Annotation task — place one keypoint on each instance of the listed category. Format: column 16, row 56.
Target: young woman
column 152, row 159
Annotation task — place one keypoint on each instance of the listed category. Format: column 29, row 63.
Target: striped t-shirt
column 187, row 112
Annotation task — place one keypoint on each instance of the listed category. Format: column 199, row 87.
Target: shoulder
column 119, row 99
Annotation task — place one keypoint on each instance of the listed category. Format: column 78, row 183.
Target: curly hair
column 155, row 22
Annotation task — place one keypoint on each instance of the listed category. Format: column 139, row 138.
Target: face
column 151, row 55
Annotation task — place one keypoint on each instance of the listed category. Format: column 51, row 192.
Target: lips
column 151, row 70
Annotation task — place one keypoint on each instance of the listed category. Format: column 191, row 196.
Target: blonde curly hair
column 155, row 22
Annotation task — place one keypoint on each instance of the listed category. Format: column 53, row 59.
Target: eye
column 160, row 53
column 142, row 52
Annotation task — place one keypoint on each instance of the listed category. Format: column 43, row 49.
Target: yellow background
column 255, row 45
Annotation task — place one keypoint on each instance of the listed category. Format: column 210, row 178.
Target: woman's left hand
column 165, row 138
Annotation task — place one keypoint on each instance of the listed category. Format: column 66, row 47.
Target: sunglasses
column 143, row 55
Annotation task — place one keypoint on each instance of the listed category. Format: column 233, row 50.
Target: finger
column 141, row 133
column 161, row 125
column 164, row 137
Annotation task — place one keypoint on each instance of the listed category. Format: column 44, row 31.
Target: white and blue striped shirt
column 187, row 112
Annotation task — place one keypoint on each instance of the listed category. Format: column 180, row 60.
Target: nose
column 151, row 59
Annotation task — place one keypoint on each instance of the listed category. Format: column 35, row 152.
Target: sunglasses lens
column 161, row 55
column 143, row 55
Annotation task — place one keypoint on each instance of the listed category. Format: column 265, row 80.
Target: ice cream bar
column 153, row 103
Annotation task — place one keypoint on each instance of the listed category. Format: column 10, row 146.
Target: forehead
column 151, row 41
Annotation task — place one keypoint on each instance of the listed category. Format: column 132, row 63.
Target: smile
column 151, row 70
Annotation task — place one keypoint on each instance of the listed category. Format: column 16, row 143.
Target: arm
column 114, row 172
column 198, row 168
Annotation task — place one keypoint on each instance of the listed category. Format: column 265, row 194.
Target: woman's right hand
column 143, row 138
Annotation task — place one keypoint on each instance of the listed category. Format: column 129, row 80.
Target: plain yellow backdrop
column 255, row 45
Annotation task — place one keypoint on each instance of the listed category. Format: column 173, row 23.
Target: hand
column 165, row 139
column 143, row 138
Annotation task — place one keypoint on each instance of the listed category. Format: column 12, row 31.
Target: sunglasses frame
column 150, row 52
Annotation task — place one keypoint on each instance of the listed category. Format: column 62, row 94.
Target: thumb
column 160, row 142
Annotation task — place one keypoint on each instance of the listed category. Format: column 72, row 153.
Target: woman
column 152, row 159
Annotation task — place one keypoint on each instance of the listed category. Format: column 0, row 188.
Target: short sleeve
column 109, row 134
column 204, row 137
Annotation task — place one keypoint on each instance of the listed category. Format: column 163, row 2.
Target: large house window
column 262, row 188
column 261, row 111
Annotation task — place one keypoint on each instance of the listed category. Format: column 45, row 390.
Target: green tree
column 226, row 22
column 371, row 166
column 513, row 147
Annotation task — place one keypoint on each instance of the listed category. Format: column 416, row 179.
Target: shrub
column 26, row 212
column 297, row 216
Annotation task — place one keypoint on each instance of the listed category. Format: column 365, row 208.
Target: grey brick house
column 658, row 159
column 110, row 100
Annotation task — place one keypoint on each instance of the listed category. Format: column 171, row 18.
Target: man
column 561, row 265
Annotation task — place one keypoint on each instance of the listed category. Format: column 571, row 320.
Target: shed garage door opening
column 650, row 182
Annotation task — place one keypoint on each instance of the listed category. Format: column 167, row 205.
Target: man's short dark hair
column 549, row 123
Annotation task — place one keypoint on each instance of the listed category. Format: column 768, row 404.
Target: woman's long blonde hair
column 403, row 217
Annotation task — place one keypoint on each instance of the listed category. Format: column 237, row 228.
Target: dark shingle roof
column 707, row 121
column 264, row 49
****************
TO DO — Copy every one of the rows above word for word, with nothing added, dropped, or changed.

TASK RESULT —
Annotation task — place one keypoint on each instance of the listed category. Format: column 16, row 56.
Target: young woman
column 152, row 159
Annotation task — place one keypoint on each instance of the listed category. Format: column 29, row 63.
Target: striped t-shirt
column 187, row 112
Annotation task — place one keypoint on each instance of the listed category. Format: column 199, row 87.
Target: shoulder
column 119, row 99
Annotation task — place one keypoint on each instance of the listed category. Format: column 78, row 183.
Target: curly hair
column 155, row 22
Annotation task — place one keypoint on each instance of the listed category. Format: column 139, row 138.
Target: face
column 151, row 55
Annotation task — place one keypoint on each instance of the listed category. Format: column 51, row 192.
Target: lips
column 151, row 70
Annotation task — place one keypoint on each instance of the listed category. Format: column 191, row 196.
Target: blonde curly hair
column 155, row 22
Annotation task — place one keypoint on each instance of the listed category. Format: column 53, row 59.
Target: eye
column 160, row 53
column 142, row 52
Annotation task — place one keypoint on each instance of the listed category. Format: column 43, row 49.
Target: yellow background
column 255, row 45
Annotation task — place one keypoint on each instance of the listed category. Format: column 210, row 178.
Target: woman's left hand
column 165, row 138
Annotation task — place one keypoint on each instance of the listed category. Format: column 66, row 47.
Target: sunglasses
column 143, row 55
Annotation task — place one keypoint on each instance of the listed category. Format: column 233, row 50.
Target: finger
column 141, row 133
column 161, row 125
column 164, row 137
Annotation task — place one keypoint on each instance of the listed category. Format: column 44, row 31.
Target: white and blue striped shirt
column 187, row 112
Annotation task — place one keypoint on each instance of the listed category. Format: column 180, row 60.
Target: nose
column 151, row 59
Annotation task — place one keypoint on each instance of the listed category. Format: column 35, row 152.
Target: sunglasses lens
column 161, row 55
column 143, row 55
Annotation task — place one keypoint on each instance of the listed category. Format: column 265, row 80.
Target: ice cream bar
column 153, row 103
Annotation task — place one keypoint on each instance of the listed category. Format: column 10, row 146.
Target: forehead
column 151, row 41
Annotation task — place one keypoint on each instance of the listed category. Format: column 132, row 63.
Target: smile
column 151, row 70
Annotation task — place one keypoint on each instance of the listed category. Format: column 16, row 143.
Target: arm
column 114, row 172
column 198, row 168
Annotation task — place one keypoint on each instance of the listed category. Format: column 265, row 194.
Target: woman's right hand
column 143, row 138
Annotation task — place one keypoint on each instance of the listed category. Format: column 129, row 80.
Target: plain yellow backdrop
column 255, row 45
Annotation task — place one keypoint on each instance of the listed category. Format: column 173, row 23.
Target: hand
column 165, row 139
column 143, row 138
Annotation task — place one keypoint on each instance of the listed category. Format: column 12, row 31.
Target: sunglasses frame
column 150, row 52
Annotation task — place one keypoint on each instance of the listed category. Format: column 62, row 94.
Target: thumb
column 160, row 142
Annotation task — place one keypoint on each instance of the listed category. Format: column 72, row 153.
Target: woman
column 152, row 159
Annotation task — place one keypoint on each instance of the listed category. Format: column 0, row 188.
Target: short sleeve
column 109, row 134
column 204, row 137
Annotation task — place one keypoint on each instance of the listed category. Format: column 163, row 2.
Target: large house window
column 262, row 188
column 261, row 111
Annotation task — place one keypoint on each instance of the listed category. Format: column 45, row 390.
Target: green tree
column 226, row 22
column 371, row 166
column 513, row 147
Annotation task — place one keypoint on each instance of the listed category. Format: column 416, row 179.
Target: shrub
column 26, row 212
column 297, row 216
Annotation task — place one keypoint on each instance of the listed category. Format: column 365, row 208.
Target: grey brick house
column 658, row 159
column 110, row 100
Annotation task — place one keypoint on each instance of the listed category. Format: column 171, row 18.
Target: man
column 561, row 265
Annotation task — place one keypoint on each instance of the listed category. Format: column 571, row 320.
Target: shed garage door opening
column 650, row 182
Annotation task — place one keypoint on each instance of the listed category. Format: column 167, row 205.
Target: man's short dark hair
column 549, row 123
Annotation task — place one keypoint on each instance of the listed category. Format: column 768, row 404.
Target: woman's long blonde hair
column 403, row 217
Annotation task — place one keypoint on each instance of the listed category. Format: column 237, row 228.
Target: dark shingle roof
column 707, row 121
column 264, row 49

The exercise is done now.